WHAT IS EXPECTED:
Reproduce the rows below word for word, keeping each line and its order unchanged.
──────
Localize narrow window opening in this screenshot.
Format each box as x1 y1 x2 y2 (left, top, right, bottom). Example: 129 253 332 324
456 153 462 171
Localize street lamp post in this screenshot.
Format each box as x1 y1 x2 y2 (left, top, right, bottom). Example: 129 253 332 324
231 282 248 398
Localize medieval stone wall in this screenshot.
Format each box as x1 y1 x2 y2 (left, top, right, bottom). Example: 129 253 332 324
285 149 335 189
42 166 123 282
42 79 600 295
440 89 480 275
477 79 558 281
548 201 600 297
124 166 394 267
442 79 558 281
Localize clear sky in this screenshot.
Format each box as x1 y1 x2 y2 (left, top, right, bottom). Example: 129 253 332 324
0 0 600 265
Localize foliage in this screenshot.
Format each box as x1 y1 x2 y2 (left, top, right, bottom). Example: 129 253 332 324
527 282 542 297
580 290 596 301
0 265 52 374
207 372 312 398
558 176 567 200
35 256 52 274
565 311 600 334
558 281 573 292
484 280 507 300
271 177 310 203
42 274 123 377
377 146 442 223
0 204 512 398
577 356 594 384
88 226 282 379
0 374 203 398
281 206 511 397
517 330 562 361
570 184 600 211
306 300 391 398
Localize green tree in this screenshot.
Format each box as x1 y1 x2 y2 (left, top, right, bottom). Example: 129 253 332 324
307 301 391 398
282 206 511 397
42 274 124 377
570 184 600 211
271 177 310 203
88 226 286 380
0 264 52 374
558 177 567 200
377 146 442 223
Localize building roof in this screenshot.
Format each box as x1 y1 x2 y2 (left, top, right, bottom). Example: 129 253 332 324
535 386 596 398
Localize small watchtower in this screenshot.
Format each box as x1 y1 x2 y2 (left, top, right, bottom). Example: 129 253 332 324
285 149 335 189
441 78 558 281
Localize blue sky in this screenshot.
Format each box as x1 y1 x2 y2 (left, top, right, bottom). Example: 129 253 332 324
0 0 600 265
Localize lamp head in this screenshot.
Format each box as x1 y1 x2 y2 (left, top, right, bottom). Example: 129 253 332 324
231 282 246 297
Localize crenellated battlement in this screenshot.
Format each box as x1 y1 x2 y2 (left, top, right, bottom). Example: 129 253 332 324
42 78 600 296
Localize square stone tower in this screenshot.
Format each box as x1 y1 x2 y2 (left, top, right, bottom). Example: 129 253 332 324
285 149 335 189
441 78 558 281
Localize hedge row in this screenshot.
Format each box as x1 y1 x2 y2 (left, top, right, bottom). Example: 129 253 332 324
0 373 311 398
──────
PROBLEM SOLUTION:
Localize narrow window opening in this screenshot.
Format each box as x1 y1 x2 y2 (left, top, right, bottom). Example: 129 253 332 324
456 153 462 171
Localize street lamp post in this screenshot.
Format each box as x1 y1 x2 y2 (left, top, right, bottom). Example: 129 253 332 324
231 282 248 398
Localize medieval stone wall in this screenshot.
Format each box as x1 y1 x2 y2 (left, top, right, bottom). Example: 129 253 332 324
285 149 335 189
42 166 123 282
42 79 600 295
440 89 480 275
477 79 558 281
548 201 600 297
124 166 394 267
442 79 558 281
Localize clear sky in this screenshot.
Format each box as x1 y1 x2 y2 (left, top, right, bottom). Example: 129 253 332 324
0 0 600 265
Localize foliage in this screenshot.
Format each box as x1 y1 x2 y2 (left, top, right, bottom). Example: 129 253 332 324
527 282 542 297
580 290 596 301
0 265 52 374
207 372 312 398
558 176 567 200
35 256 52 274
565 311 600 334
558 281 573 292
484 280 507 300
271 177 310 203
42 274 123 377
377 146 442 223
0 204 512 398
577 356 594 384
88 226 282 379
0 374 203 398
281 206 511 397
517 330 562 361
570 184 600 211
306 300 391 398
Localize green tree in this screenshot.
Format each box as x1 y1 x2 y2 (left, top, right, bottom). Example: 129 253 332 324
307 301 391 398
282 206 511 397
42 274 124 377
570 184 600 211
271 177 310 203
88 226 286 380
0 264 52 374
558 177 567 200
377 146 442 223
Localize building roof in this screenshot.
Format each box as x1 y1 x2 y2 (left, top, right, bottom). Example: 129 253 332 324
535 386 596 398
Localize small watchtower in this screenshot.
Format each box as x1 y1 x2 y2 (left, top, right, bottom). Example: 129 253 332 324
285 149 335 189
441 78 558 281
Localize blue sky in this screenshot.
Format each box as x1 y1 x2 y2 (left, top, right, bottom). Example: 129 253 332 324
0 0 600 265
Localize lamp head in this screenshot.
Format each box as x1 y1 x2 y2 (left, top, right, bottom). Example: 129 253 332 324
231 282 246 297
Localize crenellated battlement in this screenshot.
Format each box as x1 y1 x2 y2 (left, top, right, bottom). Example: 129 253 332 324
42 78 600 296
Localize square stone tower in this screenshot.
Format each box as x1 y1 x2 y2 (left, top, right, bottom). Example: 129 253 332 324
285 149 335 189
441 78 558 281
Localize hedge row in this screenshot.
Format each box as x1 y1 x2 y2 (left, top, right, bottom). Example: 129 253 332 324
0 373 311 398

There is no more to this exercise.